▶ **GOAL OF THE EXERCISE**
Find the line that contains "of the stacked"; then retype it and each line after it, exactly, through the final line of the data below.

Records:
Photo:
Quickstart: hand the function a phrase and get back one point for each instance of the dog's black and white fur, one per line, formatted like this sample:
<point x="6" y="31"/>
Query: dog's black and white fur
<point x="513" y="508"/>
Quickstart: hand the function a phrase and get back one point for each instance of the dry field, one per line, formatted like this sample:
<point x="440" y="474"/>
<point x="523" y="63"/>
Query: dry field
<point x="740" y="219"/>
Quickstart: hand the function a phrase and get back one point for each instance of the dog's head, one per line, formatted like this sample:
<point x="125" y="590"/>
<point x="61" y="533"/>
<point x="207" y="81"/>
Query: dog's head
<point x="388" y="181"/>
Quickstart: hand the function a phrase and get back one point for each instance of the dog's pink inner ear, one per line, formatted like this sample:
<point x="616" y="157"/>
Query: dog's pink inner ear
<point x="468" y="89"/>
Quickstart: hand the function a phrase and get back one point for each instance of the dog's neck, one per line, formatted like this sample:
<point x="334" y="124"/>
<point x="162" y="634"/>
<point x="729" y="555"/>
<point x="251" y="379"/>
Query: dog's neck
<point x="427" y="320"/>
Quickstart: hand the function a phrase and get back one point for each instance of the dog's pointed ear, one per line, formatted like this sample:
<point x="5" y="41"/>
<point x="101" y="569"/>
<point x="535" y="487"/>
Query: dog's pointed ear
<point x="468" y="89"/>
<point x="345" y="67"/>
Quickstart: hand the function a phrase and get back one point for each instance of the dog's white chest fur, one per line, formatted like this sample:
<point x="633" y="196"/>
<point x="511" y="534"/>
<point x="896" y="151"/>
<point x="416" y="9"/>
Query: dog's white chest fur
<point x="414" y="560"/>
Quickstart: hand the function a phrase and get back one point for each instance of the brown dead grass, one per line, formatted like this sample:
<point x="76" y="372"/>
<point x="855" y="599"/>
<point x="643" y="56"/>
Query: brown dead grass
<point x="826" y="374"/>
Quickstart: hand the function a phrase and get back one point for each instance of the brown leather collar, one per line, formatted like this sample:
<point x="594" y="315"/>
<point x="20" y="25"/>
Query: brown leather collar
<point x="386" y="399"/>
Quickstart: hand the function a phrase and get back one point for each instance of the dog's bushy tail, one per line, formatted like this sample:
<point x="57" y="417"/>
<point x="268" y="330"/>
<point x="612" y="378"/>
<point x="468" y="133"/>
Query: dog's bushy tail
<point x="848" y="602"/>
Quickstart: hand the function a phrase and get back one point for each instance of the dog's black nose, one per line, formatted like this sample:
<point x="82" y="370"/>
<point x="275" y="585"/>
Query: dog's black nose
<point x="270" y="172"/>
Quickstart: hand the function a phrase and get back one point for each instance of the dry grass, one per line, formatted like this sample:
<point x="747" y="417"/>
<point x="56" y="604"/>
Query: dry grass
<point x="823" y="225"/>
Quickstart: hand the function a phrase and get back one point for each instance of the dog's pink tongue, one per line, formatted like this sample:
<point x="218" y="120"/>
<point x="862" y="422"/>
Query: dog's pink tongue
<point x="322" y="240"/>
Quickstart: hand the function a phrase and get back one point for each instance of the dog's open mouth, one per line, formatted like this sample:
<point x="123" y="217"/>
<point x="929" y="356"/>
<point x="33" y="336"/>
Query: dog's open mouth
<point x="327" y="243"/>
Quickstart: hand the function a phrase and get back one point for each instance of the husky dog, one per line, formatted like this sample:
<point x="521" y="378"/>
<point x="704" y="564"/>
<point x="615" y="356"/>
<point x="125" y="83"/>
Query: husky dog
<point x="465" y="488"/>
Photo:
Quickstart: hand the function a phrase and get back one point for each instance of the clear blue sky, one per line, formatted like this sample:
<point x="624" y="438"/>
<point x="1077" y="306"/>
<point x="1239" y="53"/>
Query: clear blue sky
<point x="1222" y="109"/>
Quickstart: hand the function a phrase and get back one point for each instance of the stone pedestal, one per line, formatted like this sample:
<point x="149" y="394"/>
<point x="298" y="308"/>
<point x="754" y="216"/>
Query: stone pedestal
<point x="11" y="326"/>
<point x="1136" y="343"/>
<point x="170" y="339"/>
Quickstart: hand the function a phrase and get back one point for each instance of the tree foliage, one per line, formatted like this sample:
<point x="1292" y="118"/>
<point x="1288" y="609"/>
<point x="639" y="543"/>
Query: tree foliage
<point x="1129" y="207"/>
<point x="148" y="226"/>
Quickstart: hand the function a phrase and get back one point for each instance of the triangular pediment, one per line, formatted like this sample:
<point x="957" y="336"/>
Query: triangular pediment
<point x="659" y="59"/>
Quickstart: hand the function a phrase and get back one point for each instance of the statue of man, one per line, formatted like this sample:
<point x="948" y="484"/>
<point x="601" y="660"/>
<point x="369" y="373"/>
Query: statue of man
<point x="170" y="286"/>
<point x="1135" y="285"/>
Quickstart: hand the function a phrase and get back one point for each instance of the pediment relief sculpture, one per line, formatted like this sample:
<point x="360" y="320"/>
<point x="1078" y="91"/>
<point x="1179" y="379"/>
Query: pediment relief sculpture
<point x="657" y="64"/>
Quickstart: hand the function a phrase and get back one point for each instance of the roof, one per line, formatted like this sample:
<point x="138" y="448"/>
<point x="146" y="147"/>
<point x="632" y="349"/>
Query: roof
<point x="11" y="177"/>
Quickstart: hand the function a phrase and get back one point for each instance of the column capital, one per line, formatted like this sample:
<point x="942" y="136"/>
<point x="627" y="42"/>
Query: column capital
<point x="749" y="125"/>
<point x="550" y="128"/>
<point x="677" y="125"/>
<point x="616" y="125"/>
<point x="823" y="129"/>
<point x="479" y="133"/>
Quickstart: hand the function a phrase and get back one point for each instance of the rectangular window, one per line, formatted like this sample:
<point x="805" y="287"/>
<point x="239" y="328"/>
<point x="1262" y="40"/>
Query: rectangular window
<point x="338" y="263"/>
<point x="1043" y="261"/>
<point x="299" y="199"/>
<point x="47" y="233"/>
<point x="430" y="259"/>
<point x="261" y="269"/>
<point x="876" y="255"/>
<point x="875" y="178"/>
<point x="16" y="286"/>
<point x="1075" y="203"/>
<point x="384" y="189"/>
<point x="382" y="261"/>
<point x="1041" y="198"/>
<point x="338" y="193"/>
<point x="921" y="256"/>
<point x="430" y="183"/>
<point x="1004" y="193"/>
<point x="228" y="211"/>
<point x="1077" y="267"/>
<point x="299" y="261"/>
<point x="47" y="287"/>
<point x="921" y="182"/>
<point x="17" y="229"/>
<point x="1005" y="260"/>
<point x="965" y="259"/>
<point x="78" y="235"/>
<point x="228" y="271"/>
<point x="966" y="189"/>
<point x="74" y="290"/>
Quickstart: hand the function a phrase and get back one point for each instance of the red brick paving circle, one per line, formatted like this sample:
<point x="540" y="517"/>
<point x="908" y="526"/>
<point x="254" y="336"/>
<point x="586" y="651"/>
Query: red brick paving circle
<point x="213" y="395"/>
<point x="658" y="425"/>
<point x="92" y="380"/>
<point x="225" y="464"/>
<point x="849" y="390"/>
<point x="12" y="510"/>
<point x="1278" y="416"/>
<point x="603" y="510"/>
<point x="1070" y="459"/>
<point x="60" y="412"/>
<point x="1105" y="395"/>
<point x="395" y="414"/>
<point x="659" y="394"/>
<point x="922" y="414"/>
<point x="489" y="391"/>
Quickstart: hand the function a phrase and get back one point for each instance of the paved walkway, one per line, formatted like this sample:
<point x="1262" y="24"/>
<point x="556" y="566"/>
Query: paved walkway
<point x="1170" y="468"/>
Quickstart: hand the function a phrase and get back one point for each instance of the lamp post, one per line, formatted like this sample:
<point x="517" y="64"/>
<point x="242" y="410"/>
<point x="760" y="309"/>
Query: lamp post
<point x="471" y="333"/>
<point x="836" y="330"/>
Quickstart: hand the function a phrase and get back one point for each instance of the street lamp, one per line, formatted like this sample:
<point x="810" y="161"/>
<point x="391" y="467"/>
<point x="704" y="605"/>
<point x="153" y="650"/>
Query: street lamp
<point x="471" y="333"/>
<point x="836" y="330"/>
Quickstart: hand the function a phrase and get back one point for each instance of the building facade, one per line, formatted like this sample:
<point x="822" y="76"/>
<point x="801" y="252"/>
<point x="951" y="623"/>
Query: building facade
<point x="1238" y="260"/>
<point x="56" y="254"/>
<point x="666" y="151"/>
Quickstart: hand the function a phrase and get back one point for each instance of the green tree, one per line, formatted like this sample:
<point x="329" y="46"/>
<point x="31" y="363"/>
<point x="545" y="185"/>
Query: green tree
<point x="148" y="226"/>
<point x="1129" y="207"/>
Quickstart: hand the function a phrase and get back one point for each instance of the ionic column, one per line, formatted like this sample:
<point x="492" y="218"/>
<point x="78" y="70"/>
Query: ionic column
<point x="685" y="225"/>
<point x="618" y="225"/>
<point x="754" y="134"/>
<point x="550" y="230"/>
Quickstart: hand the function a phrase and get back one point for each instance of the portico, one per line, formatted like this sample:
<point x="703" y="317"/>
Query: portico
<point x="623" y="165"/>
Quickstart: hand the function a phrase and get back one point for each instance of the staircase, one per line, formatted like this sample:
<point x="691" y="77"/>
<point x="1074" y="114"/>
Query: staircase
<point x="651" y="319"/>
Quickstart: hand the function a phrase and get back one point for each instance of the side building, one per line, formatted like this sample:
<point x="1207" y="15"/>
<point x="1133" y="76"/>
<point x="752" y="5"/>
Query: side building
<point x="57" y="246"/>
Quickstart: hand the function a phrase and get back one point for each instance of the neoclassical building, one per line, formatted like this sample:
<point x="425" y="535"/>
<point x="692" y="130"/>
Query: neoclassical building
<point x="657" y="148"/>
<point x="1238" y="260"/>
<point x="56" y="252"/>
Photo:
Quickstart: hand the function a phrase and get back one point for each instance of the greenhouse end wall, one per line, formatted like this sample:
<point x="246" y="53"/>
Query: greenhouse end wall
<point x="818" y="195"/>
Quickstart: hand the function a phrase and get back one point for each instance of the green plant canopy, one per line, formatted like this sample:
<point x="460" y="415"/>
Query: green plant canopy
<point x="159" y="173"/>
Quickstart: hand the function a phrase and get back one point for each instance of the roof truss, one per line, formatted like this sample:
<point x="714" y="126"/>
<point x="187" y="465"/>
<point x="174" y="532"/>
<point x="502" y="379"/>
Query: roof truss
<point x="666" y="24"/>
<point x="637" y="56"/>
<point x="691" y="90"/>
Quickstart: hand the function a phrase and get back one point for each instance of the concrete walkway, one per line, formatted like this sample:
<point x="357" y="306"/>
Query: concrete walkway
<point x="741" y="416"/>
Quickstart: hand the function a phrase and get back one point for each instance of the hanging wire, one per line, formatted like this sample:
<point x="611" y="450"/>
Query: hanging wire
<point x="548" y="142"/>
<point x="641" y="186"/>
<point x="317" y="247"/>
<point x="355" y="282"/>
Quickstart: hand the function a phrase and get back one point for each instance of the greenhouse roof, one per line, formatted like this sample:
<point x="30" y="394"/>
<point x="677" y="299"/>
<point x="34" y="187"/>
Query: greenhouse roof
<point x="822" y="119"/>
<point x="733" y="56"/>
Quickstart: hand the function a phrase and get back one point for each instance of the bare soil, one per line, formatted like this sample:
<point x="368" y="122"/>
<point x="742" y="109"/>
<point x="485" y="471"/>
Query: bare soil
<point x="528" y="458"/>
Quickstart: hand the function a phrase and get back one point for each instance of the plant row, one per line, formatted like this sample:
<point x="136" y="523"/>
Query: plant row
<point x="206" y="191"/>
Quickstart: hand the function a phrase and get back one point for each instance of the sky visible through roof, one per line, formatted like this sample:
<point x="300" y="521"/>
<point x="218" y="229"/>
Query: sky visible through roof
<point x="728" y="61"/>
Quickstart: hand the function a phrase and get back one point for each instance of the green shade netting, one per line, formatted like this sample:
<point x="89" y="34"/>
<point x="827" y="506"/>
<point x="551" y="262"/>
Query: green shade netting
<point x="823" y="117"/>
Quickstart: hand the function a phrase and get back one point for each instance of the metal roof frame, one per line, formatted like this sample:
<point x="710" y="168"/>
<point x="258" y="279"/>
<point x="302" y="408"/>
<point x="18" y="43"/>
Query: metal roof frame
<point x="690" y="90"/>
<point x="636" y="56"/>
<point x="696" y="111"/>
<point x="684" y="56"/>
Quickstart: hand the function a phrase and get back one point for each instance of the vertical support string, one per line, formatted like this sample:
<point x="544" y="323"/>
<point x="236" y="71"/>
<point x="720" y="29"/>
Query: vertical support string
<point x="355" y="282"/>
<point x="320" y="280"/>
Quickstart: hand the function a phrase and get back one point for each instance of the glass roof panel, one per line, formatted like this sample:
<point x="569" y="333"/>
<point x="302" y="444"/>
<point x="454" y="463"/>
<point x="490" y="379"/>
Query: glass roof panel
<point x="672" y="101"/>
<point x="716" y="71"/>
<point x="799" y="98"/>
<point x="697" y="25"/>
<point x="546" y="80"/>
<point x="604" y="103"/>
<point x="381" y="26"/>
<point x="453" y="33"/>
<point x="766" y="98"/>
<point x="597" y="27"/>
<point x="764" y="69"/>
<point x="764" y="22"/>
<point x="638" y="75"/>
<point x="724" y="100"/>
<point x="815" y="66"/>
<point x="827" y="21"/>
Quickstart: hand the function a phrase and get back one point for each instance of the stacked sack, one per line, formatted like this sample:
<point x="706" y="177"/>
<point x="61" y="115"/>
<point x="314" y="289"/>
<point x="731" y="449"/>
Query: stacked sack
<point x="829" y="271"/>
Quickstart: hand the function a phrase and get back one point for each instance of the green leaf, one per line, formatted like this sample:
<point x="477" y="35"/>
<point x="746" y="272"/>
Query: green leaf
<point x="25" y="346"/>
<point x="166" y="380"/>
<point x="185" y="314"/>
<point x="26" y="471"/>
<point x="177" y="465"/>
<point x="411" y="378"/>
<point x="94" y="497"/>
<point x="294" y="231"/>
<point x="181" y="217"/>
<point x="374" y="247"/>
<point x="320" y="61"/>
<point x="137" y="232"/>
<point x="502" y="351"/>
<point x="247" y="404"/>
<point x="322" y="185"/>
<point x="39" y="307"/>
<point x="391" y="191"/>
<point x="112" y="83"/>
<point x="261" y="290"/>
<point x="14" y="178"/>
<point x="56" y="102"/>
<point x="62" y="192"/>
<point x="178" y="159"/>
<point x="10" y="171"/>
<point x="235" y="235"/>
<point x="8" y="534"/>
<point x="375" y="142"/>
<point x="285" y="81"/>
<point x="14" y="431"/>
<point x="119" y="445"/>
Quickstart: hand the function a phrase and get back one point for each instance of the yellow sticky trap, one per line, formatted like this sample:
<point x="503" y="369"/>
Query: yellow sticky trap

▶ **TASK OUTPUT**
Quickstart: hand the function a phrase and get back one point for each instance of the stacked sack, one per line, formatted like this sample:
<point x="706" y="177"/>
<point x="61" y="115"/>
<point x="314" y="289"/>
<point x="731" y="449"/>
Query: stacked sack
<point x="829" y="271"/>
Quickstart: hand the function a phrase and get back one point for each instance of the green leaf, one per line, formatted like this sample:
<point x="477" y="35"/>
<point x="746" y="272"/>
Query: green leaf
<point x="25" y="346"/>
<point x="166" y="380"/>
<point x="185" y="314"/>
<point x="26" y="471"/>
<point x="177" y="465"/>
<point x="411" y="378"/>
<point x="94" y="497"/>
<point x="294" y="231"/>
<point x="181" y="217"/>
<point x="374" y="247"/>
<point x="320" y="61"/>
<point x="137" y="232"/>
<point x="502" y="351"/>
<point x="247" y="404"/>
<point x="322" y="185"/>
<point x="39" y="307"/>
<point x="391" y="191"/>
<point x="112" y="83"/>
<point x="261" y="290"/>
<point x="14" y="178"/>
<point x="56" y="102"/>
<point x="62" y="192"/>
<point x="178" y="159"/>
<point x="10" y="171"/>
<point x="235" y="235"/>
<point x="8" y="534"/>
<point x="375" y="142"/>
<point x="285" y="81"/>
<point x="14" y="431"/>
<point x="119" y="445"/>
Quickstart: hand the function a phrase and get back one point for each instance of the yellow sticky trap, one per line, formatted like this sample:
<point x="503" y="369"/>
Query: yellow sticky trap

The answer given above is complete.